++++ Records to process ++++
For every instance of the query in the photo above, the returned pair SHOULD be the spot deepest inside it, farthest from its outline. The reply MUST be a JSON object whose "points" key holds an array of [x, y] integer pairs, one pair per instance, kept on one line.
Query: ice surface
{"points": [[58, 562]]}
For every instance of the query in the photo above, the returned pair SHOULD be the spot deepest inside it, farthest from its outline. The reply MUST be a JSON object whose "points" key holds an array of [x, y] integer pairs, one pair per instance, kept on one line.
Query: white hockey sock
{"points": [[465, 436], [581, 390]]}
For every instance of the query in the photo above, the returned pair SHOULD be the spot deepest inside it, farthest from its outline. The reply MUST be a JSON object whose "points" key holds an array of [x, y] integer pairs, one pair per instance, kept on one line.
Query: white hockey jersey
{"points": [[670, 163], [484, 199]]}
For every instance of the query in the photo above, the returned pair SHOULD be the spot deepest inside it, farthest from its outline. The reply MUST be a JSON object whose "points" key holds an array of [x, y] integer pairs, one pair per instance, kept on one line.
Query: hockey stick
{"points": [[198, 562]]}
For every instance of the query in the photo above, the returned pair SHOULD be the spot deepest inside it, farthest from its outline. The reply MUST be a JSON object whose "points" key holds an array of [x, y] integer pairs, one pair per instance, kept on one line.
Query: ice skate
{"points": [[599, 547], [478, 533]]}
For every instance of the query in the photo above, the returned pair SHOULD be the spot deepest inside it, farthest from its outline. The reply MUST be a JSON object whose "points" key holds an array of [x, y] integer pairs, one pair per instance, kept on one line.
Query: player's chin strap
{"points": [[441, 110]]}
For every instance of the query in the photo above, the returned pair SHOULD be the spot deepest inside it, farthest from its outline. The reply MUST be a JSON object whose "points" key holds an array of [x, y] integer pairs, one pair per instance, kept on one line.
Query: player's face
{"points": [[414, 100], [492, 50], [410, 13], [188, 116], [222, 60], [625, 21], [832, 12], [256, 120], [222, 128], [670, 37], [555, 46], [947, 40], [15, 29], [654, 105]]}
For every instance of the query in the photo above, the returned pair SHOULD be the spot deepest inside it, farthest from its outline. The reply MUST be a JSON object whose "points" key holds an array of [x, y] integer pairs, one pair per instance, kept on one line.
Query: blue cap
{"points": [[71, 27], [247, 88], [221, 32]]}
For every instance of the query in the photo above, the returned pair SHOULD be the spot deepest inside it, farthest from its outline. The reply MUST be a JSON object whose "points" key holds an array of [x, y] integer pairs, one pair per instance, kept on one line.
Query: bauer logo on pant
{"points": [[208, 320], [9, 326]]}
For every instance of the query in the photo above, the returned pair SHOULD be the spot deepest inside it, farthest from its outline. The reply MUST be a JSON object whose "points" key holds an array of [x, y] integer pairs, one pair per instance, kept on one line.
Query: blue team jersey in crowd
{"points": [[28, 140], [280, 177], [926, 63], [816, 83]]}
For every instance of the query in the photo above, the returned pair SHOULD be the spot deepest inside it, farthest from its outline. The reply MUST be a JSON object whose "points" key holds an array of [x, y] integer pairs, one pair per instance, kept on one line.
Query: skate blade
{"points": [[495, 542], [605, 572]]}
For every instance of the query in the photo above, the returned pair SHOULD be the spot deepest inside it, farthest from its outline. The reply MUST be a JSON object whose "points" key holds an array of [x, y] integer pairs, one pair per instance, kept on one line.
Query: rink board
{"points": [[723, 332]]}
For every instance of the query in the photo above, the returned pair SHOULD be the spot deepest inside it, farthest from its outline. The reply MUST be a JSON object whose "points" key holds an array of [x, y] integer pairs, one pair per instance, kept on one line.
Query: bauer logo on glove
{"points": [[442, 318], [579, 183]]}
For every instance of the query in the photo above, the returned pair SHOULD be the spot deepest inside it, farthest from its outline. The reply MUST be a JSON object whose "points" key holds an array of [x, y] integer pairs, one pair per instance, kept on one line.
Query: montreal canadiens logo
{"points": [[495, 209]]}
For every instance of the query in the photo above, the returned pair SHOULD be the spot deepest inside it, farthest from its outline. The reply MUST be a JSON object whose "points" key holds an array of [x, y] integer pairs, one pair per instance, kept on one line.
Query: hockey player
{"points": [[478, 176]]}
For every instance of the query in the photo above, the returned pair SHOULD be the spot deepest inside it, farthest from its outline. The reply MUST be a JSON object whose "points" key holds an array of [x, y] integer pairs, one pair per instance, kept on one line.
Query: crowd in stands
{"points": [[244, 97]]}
++++
→ **What the task requires**: All of the entries need to be reproduced exactly; please write them out.

→ **Full output**:
For every instance of the query in the photo above, the returned pair SHOULD be the spot deepest inside it, farthest from its outline. The reply MUST be a JSON object whose "points" key holds an array of [x, y] integer pairs, one pair per instance, kept on one line.
Query: ice surface
{"points": [[58, 562]]}
For every instance of the query in the photo above, the returned pair SHOULD be the spot deepest inside it, farthest from its outline. The reply MUST be a JSON object whose "points" key holds an array of [x, y] integer pairs, one pair per instance, kept on one line.
Query: white hockey sock
{"points": [[465, 436], [581, 390]]}
For every instance of the query in the photo above, the returned pair SHOULD be the spot deepest inside it, farthest from its outline. The reply MUST be a JSON object whose "points" key holds an array of [x, y] integer pairs, one pair per instance, kept on one line.
Query: white hockey jersey
{"points": [[670, 163], [484, 199]]}
For every instance of the query in the photo above, the returned pair SHOULD be the spot deepest inside it, farthest from its outline. The reply MUST be a JSON object whose "points" key holds an array of [x, y] integer pairs, one pair per instance, kept on one line.
Query: hockey stick
{"points": [[198, 562]]}
For every instance of the query in the photo above, the returned pair SHOULD be the spot deepest inside it, farthest from its outline. The reply MUST be a JSON object whose "points" key holds an array of [x, y] integer pairs, one pair per instance, kept on one line.
Query: ice skate
{"points": [[599, 547], [478, 533]]}
For every instance of the query in the photo above, the returned pair SHOULD be the spot deepest inside it, farthest from its outline. The reply MUST be a JSON object whose "points" key holds an array of [x, y] integer pairs, one pair per instance, kept on one line.
Query: player's chin strap
{"points": [[441, 110]]}
For every instance of the query in the photo above, the returned pair SHOULD be the spot deepest inside it, farthest from its outline. The reply MUST be a JSON object whose "points" key holds an array of [x, y] integer pairs, one pair per instance, kept on one line.
Query: player's face
{"points": [[414, 100], [492, 50], [410, 13], [188, 116], [222, 60], [625, 21], [832, 12], [256, 120], [222, 128], [670, 37], [555, 46], [947, 40], [15, 29], [654, 105]]}
For every instance of the query in the photo above, the returned pair SHOULD be the spot deepest inside it, farthest from its outline. The reply MUST be a JSON object whose "points" key holds an array of [x, y] integer pairs, one pair per instance, kept on one line.
Query: blue cap
{"points": [[71, 27], [247, 88], [221, 32]]}
For every instance of the query in the photo above, the returned pair SHOULD be the spot deepest inside it, farthest from its outline. The reply MUST be a JSON object whose "points" key holds an array of [x, y] integer pairs, one pair per instance, kept on one line.
Query: bauer logo on pant
{"points": [[208, 320], [9, 326]]}
For every instance of the query in the photo above, the returned pair SHOULD be the spot deepest inside it, farthest from its outline. The reply MUST be a JSON object whose "points" key holds an array of [x, y] integer pairs, one pair per instance, kept on one line.
Query: blue team jersey in crowd
{"points": [[28, 140], [280, 177], [926, 63], [816, 83]]}
For every instance of the query in the photo above, the returned pair SHOULD be the spot deepest inside it, farthest from its outline. The reply MUST be a JSON object whose "points" key holds an array of [x, y] integer pairs, one pair per instance, kept on one line.
Query: skate blade
{"points": [[495, 542], [605, 572]]}
For every instance of the query in the photo above, the returned pair SHOULD be the spot deepest inside it, farthest from its outline. The reply MUST be a JSON object whose "points" key holds an array of [x, y] integer pairs, one pair per instance, kept on one line.
Query: rink board
{"points": [[723, 332]]}
For every instance of the query in the photo above, the returned pair SHOULD be the spot deepest inside it, farthest from its outline. The reply MUST be a JSON object whose "points" key holds an array of [x, y] integer pairs, one pair per instance, kept on one line.
Query: bauer logo on glove
{"points": [[442, 318], [579, 183]]}
For every instance of the query in the photo above, the returned pair SHOULD be the spot deepest inside it, farthest from its outline. The reply MUST be a JSON object whose "points" key holds an array of [x, y] integer pairs, one pair per instance, kept on one line.
Query: montreal canadiens logo
{"points": [[495, 209]]}
For every instance of the query in the photo above, the returned pair SHOULD be the spot deepest inside it, farthest from its outline. The reply MUST be a JSON object whose "points" key holds an array of [x, y] integer pairs, one pair per instance, kept on one line.
Query: hockey player
{"points": [[478, 176]]}
For every instance of the query in the photo above, the returned pair SHOULD be the spot deepest inside it, farthest from its outline. The reply MUST be a JSON object whose "points" key holds an array of [x, y] integer pairs, one pair per instance, kept on one line.
Query: crowd in stands
{"points": [[244, 97]]}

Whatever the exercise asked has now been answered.